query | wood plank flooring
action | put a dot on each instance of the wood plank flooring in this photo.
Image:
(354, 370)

---

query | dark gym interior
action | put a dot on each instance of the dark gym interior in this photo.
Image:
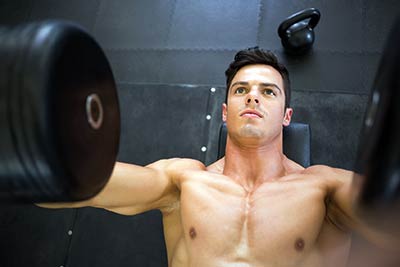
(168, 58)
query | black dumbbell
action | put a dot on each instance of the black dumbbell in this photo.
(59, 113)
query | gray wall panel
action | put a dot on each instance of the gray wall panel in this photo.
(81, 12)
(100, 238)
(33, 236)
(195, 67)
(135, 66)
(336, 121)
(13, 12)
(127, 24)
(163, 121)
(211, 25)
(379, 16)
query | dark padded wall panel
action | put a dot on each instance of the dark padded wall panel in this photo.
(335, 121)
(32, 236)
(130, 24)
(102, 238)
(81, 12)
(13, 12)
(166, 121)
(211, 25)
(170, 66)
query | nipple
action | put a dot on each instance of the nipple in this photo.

# [EXERCISE DETAILS]
Search the entries for the word "query" and pick out every line that holds it.

# [EXERCISE RESPONSE]
query | wood plank flooring
query | dark gym interior
query | black dumbbell
query | gray wall panel
query | dark padded wall panel
query | nipple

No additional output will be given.